::: THE DATA :::

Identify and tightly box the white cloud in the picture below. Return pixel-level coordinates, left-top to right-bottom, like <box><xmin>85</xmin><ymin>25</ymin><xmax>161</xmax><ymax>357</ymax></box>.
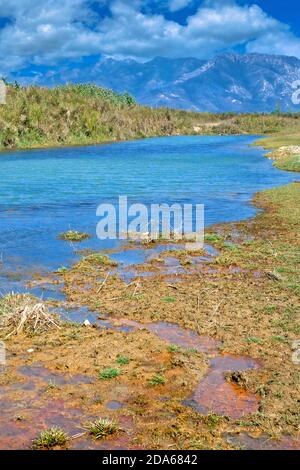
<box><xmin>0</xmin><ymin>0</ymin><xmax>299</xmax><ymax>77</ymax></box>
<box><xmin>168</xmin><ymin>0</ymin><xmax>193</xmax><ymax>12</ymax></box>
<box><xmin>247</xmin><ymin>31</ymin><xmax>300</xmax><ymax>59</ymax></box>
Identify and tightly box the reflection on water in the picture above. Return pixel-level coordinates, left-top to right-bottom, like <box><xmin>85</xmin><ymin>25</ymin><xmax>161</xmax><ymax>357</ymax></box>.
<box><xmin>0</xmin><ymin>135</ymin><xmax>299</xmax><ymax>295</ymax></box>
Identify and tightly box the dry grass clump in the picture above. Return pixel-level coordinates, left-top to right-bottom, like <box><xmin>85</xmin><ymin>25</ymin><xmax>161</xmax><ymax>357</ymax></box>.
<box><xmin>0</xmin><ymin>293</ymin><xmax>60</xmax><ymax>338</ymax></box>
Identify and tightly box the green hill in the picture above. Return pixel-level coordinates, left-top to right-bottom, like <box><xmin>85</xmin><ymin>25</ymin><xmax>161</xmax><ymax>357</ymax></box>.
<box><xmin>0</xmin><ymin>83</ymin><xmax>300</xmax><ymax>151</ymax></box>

:::

WORK TO BE COMPLETED: Would you print all of the entries exactly, omitting any image?

ANSWER FOR THE TASK:
Identify and tightly box the white cloud in the picture below. Return pixel-level coordinates, left-top to right-bottom, like <box><xmin>85</xmin><ymin>25</ymin><xmax>161</xmax><ymax>357</ymax></box>.
<box><xmin>0</xmin><ymin>0</ymin><xmax>299</xmax><ymax>77</ymax></box>
<box><xmin>168</xmin><ymin>0</ymin><xmax>193</xmax><ymax>12</ymax></box>
<box><xmin>247</xmin><ymin>31</ymin><xmax>300</xmax><ymax>59</ymax></box>
Identify and tightly box the reflection on water in the picture above. Return pixel-level coordinates, left-top to right-bottom, like <box><xmin>85</xmin><ymin>25</ymin><xmax>161</xmax><ymax>357</ymax></box>.
<box><xmin>0</xmin><ymin>135</ymin><xmax>299</xmax><ymax>295</ymax></box>
Identify and tightly box the dry grass clump in the picture above. Return pixel-level coordinates, left-top to right-bottom, like <box><xmin>85</xmin><ymin>25</ymin><xmax>161</xmax><ymax>357</ymax></box>.
<box><xmin>0</xmin><ymin>293</ymin><xmax>60</xmax><ymax>338</ymax></box>
Identify and tightly box the green hill in the picture above. Return pixel-level coordinates, left-top to right-bottom, like <box><xmin>85</xmin><ymin>25</ymin><xmax>161</xmax><ymax>357</ymax></box>.
<box><xmin>0</xmin><ymin>83</ymin><xmax>300</xmax><ymax>151</ymax></box>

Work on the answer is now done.